Task objective: Could you set down every entry below exactly as it is?

Data extracted from a collection:
■ ■ ■ ■ ■
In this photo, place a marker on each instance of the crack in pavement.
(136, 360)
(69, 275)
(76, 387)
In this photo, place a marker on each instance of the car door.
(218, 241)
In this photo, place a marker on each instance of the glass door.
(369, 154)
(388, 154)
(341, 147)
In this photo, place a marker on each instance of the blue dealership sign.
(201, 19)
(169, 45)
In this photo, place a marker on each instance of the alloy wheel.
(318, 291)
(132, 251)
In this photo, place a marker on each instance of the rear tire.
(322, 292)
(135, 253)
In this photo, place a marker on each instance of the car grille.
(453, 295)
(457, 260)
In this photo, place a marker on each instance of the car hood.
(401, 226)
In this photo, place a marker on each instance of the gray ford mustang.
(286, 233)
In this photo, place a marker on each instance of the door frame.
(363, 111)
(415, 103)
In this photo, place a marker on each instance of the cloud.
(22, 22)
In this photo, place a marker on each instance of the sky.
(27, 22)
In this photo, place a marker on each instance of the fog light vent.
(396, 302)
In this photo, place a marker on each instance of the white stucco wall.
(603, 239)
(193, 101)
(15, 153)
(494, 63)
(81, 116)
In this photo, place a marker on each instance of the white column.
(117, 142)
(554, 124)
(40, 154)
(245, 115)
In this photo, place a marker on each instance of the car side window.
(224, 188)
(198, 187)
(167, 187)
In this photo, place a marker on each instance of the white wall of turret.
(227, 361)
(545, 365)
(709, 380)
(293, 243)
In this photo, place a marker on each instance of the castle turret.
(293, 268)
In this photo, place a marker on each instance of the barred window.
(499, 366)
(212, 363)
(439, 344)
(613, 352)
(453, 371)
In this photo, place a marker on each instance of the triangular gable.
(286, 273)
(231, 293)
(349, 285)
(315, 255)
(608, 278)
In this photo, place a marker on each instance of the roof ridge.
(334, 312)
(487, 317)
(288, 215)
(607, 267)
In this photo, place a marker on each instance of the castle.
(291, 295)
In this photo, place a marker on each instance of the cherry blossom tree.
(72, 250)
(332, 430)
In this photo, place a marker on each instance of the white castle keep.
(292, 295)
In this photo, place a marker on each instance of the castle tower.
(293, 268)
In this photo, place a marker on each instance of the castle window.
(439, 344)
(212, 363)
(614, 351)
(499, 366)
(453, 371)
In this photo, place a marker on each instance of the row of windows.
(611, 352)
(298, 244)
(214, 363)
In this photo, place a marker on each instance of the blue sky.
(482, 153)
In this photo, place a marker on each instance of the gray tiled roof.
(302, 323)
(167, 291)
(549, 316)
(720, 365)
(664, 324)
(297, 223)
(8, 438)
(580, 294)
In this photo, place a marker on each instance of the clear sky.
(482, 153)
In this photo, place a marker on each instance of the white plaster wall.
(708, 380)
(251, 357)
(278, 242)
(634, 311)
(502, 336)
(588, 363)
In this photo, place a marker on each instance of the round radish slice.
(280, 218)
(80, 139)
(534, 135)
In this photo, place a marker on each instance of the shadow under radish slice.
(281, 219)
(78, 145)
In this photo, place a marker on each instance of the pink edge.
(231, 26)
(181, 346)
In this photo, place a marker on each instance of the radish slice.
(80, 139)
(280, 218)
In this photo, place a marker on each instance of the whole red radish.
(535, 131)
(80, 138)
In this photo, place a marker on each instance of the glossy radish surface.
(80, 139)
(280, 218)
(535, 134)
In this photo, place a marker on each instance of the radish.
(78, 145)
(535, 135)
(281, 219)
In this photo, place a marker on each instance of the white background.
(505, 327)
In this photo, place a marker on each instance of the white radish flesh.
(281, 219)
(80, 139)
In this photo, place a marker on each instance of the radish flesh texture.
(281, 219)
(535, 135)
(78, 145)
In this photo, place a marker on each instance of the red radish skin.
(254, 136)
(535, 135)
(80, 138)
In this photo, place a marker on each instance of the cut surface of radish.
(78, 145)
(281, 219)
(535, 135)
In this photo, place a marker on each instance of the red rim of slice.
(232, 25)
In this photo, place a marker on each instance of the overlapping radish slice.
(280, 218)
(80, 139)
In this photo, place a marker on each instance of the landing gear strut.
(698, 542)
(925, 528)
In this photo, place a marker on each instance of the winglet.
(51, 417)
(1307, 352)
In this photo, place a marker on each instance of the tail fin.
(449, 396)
■ ■ ■ ■ ■
Exercise answer:
In this photo, place a marker on each instance of the crack in pavement.
(136, 360)
(69, 275)
(76, 387)
In this photo, place a marker on each instance of the car door.
(218, 241)
In this photo, place a marker on each instance of the glass door.
(369, 154)
(388, 154)
(341, 147)
In this photo, place a marker on each instance of the blue dealership sign.
(201, 19)
(169, 45)
In this photo, place a marker on each instance of the alloy wheel.
(318, 291)
(132, 251)
In this photo, place a marker on each instance of the rear tire.
(322, 292)
(135, 253)
In this photo, place a marker on each instance of the car grille.
(453, 295)
(457, 260)
In this photo, place a marker on each instance of the car hood.
(401, 226)
In this photo, place a marker on each instance of the gray ford mustang.
(286, 233)
In this photo, place a marker on each instance of the door frame.
(363, 111)
(415, 103)
In this photo, place a marker on each instance of the cloud.
(22, 22)
In this photo, place a marker on each instance of the sky.
(27, 22)
In this photo, place a marker on each instance of the fog light vent.
(396, 302)
In this photo, place a marker on each instance of the white stucco wall.
(603, 239)
(193, 101)
(15, 153)
(494, 63)
(81, 116)
In this photo, place a marker on each instance of the white column.
(117, 142)
(554, 124)
(40, 154)
(245, 115)
In this photo, place a marker on each instance of the car side window.
(224, 188)
(198, 187)
(167, 187)
In this photo, place a marker on each instance of the white wall of turret.
(227, 361)
(545, 365)
(709, 380)
(293, 243)
In this photo, place a marker on each instance of the castle turret.
(293, 268)
In this photo, place a marker on each instance of the barred window.
(499, 366)
(212, 363)
(439, 344)
(613, 352)
(453, 371)
In this photo, place a marker on each instance of the triangular gable.
(286, 273)
(231, 293)
(349, 285)
(315, 255)
(608, 278)
In this photo, place a marker on each instance of the roof ridge.
(334, 312)
(487, 317)
(288, 215)
(607, 267)
In this photo, place a marker on each instance of the castle.
(291, 295)
In this photo, place a marker on each instance of the cherry blossom tree.
(72, 250)
(332, 430)
In this photo, place a marker on each instance of the white castle keep.
(292, 295)
In this photo, place a marker on each instance of the castle tower.
(293, 268)
In this photo, place a marker on each instance of the castle window.
(439, 344)
(212, 363)
(614, 351)
(499, 366)
(453, 371)
In this photo, place a marker on each instance of the row of windows.
(611, 352)
(298, 244)
(214, 363)
In this photo, place a marker on each instance of the blue sky.
(482, 153)
In this photo, place a marker on each instance of the gray tiled roof.
(302, 323)
(167, 291)
(549, 316)
(720, 365)
(664, 324)
(297, 223)
(8, 438)
(580, 294)
In this photo, place a marker on each instance of the clear sky.
(482, 153)
In this photo, place a marker on each instance of the white plaster wall.
(708, 380)
(251, 357)
(278, 242)
(634, 311)
(502, 336)
(588, 363)
In this photo, place a marker on each instance of the round radish slice.
(280, 218)
(80, 139)
(534, 135)
In this photo, place a marker on each instance of the shadow under radish slice.
(281, 219)
(78, 145)
In this photo, place a marker on each instance of the pink edge.
(231, 26)
(181, 346)
In this photo, place a marker on each instance of the radish slice.
(80, 139)
(280, 218)
In this photo, place a marker on each instance of the whole red radish.
(535, 131)
(80, 138)
In this photo, place a marker on each instance of the glossy radish surface.
(80, 139)
(280, 218)
(535, 134)
In this photo, place a marker on each instance of the radish.
(78, 145)
(535, 135)
(281, 219)
In this photo, place a marker on each instance of the white background.
(505, 327)
In this photo, place a marker on each instance of the white radish flesh.
(281, 219)
(80, 139)
In this photo, place a marker on each instance of the radish flesh texture.
(281, 219)
(535, 135)
(78, 145)
In this photo, place a marker on each instance of the red radish skin.
(254, 136)
(535, 135)
(80, 138)
In this photo, place a marker on each instance of the cut surface of radish.
(78, 145)
(281, 219)
(535, 135)
In this photo, place a marker on each instance of the red rim of slice.
(232, 25)
In this photo, place a marker on each instance of the overlapping radish slice.
(280, 218)
(80, 139)
In this photo, place a marker on each instance of the landing gear strut.
(698, 542)
(925, 528)
In this photo, place a marker on each instance of the winglet.
(51, 417)
(1307, 352)
In this photo, place a marker on each instance of the tail fin.
(449, 396)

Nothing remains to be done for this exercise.